- The input:
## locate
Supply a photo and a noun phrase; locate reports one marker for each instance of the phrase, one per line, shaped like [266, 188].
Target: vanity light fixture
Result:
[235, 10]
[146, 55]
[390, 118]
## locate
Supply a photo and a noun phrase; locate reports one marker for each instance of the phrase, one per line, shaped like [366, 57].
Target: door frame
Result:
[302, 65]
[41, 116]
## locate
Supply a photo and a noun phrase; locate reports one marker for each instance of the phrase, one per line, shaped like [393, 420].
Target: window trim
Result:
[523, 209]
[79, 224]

- Problem to work on:
Convert each line of the records above into a Markdown table with two columns, "Index" and "Text", where "Index" holds the row number and "Text" holds the line. Omit any blank lines.

- Task output:
| Index | Text |
|---|---|
| 1 | ## locate |
| 2 | Supply a photo and a noun phrase; locate reports one marker for each instance of the phrase, one per line, shaped like [266, 188]. |
| 3 | Target: vanity light fixture |
| 4 | Result: |
| 5 | [235, 10] |
| 6 | [146, 55] |
| 7 | [390, 118] |
| 8 | ## locate |
| 9 | Supply a photo and a noun phrase; locate reports one marker for each instance of the phrase, one per line, shaped like [366, 57]. |
| 10 | Target: door frame |
| 11 | Result: |
| 12 | [302, 65] |
| 13 | [41, 116] |
| 14 | ## locate |
| 15 | Supply a photo and a noun phrase; locate reports one marker for each instance of the phrase, one per line, shaped like [393, 420]. |
| 16 | Target: window trim |
| 17 | Result: |
| 18 | [523, 209] |
| 19 | [79, 224] |